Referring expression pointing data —

↓↓↓

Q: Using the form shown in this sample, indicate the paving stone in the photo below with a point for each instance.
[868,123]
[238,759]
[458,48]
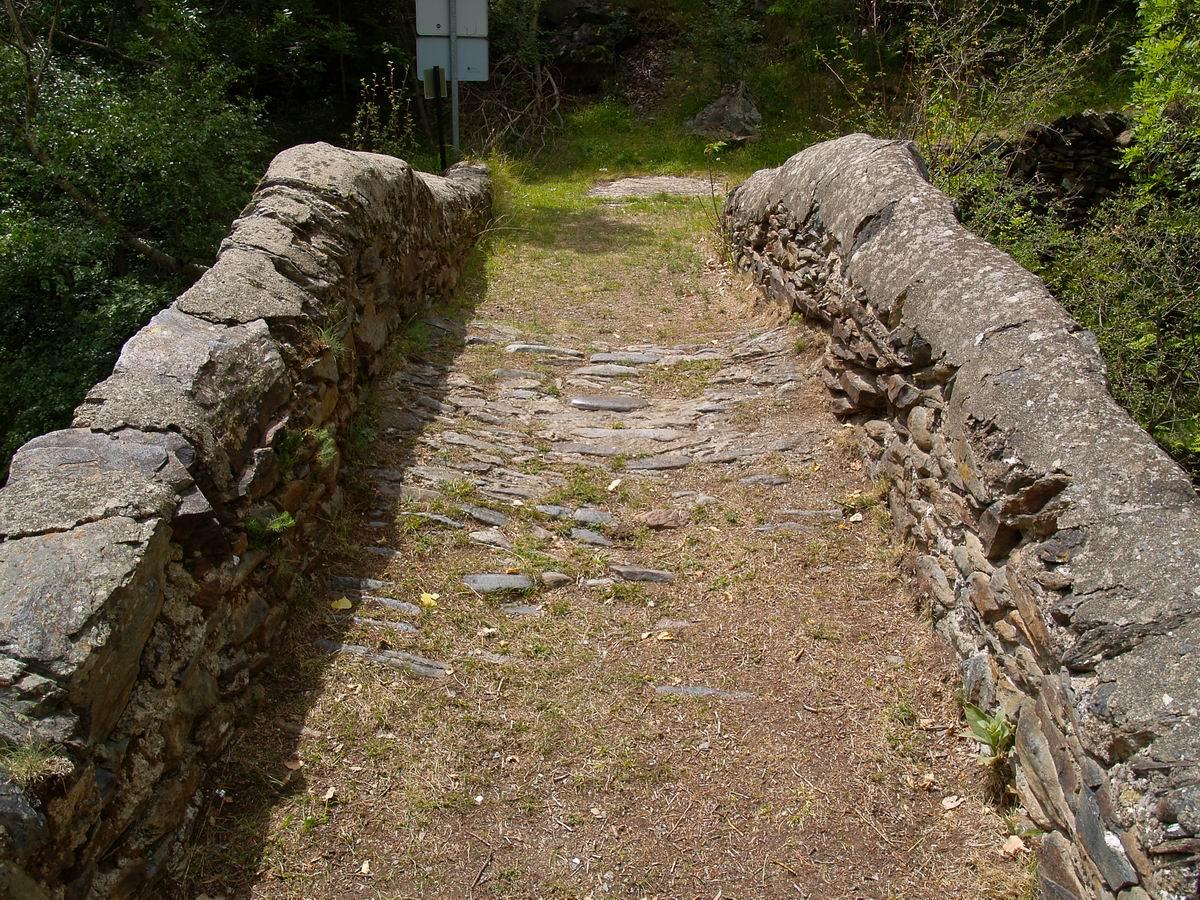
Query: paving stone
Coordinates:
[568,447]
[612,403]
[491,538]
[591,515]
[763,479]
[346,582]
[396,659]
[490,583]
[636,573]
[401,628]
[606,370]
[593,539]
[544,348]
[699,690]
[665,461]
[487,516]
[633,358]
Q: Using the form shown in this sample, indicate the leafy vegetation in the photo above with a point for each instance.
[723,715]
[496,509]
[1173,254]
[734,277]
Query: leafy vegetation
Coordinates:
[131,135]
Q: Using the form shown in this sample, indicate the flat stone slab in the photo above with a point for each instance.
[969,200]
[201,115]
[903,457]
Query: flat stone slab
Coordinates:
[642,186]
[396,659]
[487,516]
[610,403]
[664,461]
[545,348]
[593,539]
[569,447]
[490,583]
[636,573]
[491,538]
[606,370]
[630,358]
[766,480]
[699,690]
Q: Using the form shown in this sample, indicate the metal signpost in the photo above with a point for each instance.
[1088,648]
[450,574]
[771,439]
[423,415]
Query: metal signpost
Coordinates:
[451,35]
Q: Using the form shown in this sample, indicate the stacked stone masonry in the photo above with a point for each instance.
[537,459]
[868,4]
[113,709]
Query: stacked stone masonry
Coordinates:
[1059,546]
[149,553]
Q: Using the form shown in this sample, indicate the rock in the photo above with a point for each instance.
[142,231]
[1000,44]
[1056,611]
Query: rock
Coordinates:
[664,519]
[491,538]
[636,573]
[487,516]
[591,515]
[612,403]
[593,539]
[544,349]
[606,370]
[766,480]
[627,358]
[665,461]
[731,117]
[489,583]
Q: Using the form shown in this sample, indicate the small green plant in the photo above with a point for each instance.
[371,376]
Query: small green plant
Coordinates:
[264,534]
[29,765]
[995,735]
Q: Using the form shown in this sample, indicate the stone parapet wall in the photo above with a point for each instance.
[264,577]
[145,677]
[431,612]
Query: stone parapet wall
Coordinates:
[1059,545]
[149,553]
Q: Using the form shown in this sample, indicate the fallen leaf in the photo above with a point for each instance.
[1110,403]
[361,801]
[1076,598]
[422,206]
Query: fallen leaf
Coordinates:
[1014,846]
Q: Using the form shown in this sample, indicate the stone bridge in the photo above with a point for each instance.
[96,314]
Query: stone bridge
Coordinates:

↑↑↑

ASSIGNMENT —
Every line with "flat" in it should be copied from the entries.

SOLUTION FOR THIS PROBLEM —
Q: Using the form shown in this sample, indicate the flat stone slab in the photo above with a point for each instance.
Query: flat stone slab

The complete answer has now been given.